>> begin
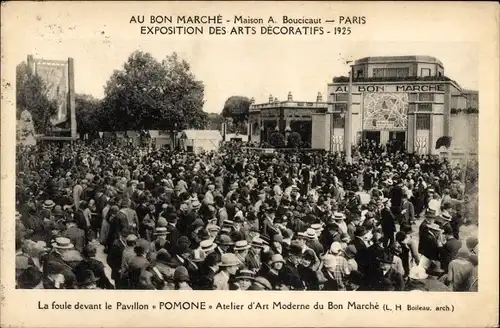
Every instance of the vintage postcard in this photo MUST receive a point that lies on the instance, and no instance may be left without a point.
(249, 164)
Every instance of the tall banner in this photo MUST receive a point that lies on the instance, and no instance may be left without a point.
(385, 111)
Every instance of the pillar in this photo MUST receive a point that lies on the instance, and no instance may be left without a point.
(71, 95)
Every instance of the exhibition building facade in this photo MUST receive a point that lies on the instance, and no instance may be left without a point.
(403, 98)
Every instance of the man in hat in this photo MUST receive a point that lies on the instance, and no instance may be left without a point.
(97, 267)
(361, 244)
(430, 244)
(387, 221)
(86, 279)
(59, 247)
(407, 211)
(228, 268)
(75, 234)
(289, 275)
(387, 272)
(243, 280)
(450, 248)
(432, 283)
(460, 272)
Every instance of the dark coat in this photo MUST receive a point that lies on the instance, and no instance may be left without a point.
(428, 246)
(391, 275)
(289, 276)
(387, 222)
(77, 237)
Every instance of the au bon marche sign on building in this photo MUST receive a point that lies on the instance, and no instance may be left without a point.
(390, 88)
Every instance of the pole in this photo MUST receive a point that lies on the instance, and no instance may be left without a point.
(348, 121)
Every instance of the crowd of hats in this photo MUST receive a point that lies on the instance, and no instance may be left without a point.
(299, 193)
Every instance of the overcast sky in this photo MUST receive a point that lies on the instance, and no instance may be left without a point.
(252, 66)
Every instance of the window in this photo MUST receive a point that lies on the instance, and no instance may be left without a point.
(342, 97)
(340, 107)
(338, 122)
(391, 72)
(403, 72)
(426, 97)
(425, 72)
(423, 122)
(425, 107)
(378, 72)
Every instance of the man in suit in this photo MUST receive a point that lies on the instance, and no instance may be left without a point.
(430, 246)
(407, 211)
(387, 222)
(229, 267)
(75, 234)
(387, 273)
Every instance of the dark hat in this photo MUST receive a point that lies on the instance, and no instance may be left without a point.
(360, 231)
(430, 213)
(434, 269)
(29, 278)
(471, 242)
(245, 274)
(181, 274)
(183, 244)
(85, 278)
(295, 248)
(163, 256)
(386, 258)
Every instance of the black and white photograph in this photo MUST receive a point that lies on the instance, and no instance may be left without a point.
(295, 156)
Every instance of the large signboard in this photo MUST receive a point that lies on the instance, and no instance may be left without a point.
(385, 111)
(55, 75)
(431, 87)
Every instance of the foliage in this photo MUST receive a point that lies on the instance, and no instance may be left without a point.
(31, 95)
(148, 94)
(277, 140)
(88, 114)
(215, 121)
(294, 140)
(237, 108)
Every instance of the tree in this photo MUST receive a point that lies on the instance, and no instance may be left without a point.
(277, 140)
(88, 115)
(148, 94)
(31, 95)
(237, 108)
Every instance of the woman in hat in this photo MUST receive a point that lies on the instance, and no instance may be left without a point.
(387, 272)
(243, 280)
(86, 279)
(228, 267)
(181, 278)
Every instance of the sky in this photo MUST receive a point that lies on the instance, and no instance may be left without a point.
(251, 66)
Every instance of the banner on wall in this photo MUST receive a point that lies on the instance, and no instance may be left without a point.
(385, 111)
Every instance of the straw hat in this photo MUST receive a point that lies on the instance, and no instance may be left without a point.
(417, 273)
(62, 243)
(208, 245)
(228, 260)
(241, 245)
(336, 247)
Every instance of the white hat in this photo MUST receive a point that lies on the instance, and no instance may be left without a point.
(338, 216)
(417, 273)
(336, 247)
(208, 245)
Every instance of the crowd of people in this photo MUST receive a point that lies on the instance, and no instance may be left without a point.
(239, 219)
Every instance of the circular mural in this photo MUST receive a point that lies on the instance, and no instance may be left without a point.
(385, 111)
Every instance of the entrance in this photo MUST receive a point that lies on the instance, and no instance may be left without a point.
(372, 135)
(397, 140)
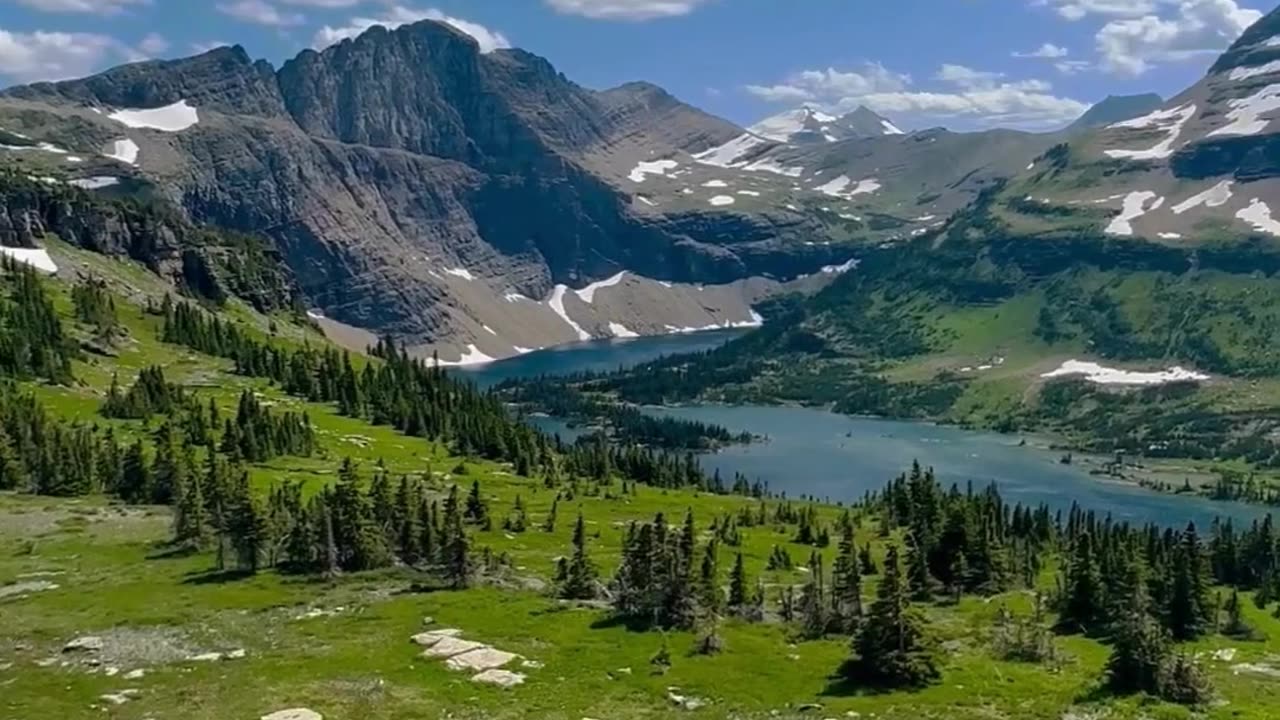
>> end
What you should do >>
How many lines of the material above contain the string "crowd"? Reply with the number alone.

Expected output >>
2